Request A
Answer these questions about the forum thread below, one line per answer, marked the same way.
(i) In the first post, what is Descartes charged with assuming?
(ii) What does the post by Claudiu ask about?
(iii) In the post by jwright82, what entity is said to be always stealing socks from the dryer?

I am interested in what a successful argument for mind/body would have to look like. That is, what is the correct method? Note, I am not interested in an argument for mind/body dualism. 

A common critique against Cartestian Dualism is that Descartes jumps from epistemological claims to metaphysical ones. His argument can be restated as follows: 

1. I know for certain that I exist as a thinking thing.
2. I do not know for certain that I have a body.
(implicit assumption: If I know for certain that some entity E has property A, but do not know for certain that E has property B, then A is essential to E, while B is not).
3. Therefore, mind and body are metaphysically different/separate kinds of things. ​
The charge against Descartes here is that he is assuming that what we know (epistemology) has implications on the way things are (metaphysics). Many people find this jump problematic. In short, there is a problem with his argument, and methodology. Keeping in mind the validity and soundness required for an argument, what would be some necessary features of an argument for mind/body dualism? Again, please note, I am not interested in actually arguing for mind/body dualism. Rather, I am taking a step back and seeking some fundamental requirements of what a possible argument would even look like (what are some necessary features?).


----------



## Claudiu

On the flip side, what kind of argument would, in principle, suffice (i.e. what kind of argumentative strategy would have to be employed) to produce an argument that would (if successful) show that dualism is false?


----------



## jwright82

He also violates the law of parsimony- “that entities are not to be posited unless it is necessary to do so….” (Penguin Reference Dictionary of Philosophy, 2000). This states that basically I do not need to posit a whole different “substance” or “mind” unless it is necessary to do so. Also this could be applied to the sock Goblin, who is always stealing my socks from the dryer. It seems unnecessary to posit this entity when simpler ways of explaining this phenomenon will suffice.

Data provided
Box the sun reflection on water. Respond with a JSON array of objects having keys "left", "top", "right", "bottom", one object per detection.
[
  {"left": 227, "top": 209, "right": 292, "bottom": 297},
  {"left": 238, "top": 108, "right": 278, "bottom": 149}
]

Request B
Write out the listing above again, keeping every line the same.

Exercise response A
(i) That what we know (epistemology) has implications on the way things are (metaphysics).
(ii) What kind of argument or argumentative strategy would, in principle, suffice to show that dualism is false.
(iii) The sock Goblin.

Exercise response B
Box the sun reflection on water. Respond with a JSON array of objects having keys "left", "top", "right", "bottom", one object per detection.
[
  {"left": 227, "top": 209, "right": 292, "bottom": 297},
  {"left": 238, "top": 108, "right": 278, "bottom": 149}
]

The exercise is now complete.